Referring expression data:

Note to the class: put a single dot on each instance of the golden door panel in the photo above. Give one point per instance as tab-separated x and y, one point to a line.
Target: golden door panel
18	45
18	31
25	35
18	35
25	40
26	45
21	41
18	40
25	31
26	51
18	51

- [Exercise requirements]: Give back the complete data exactly as supplied.

- [Problem solution]:
Note to the class: put a single dot on each instance of the golden door panel in the photo above. Give one point per instance as tab-separated x and y, one point to a line.
Target: golden door panel
18	45
18	31
25	35
18	35
25	40
26	45
21	41
18	40
25	31
26	51
18	51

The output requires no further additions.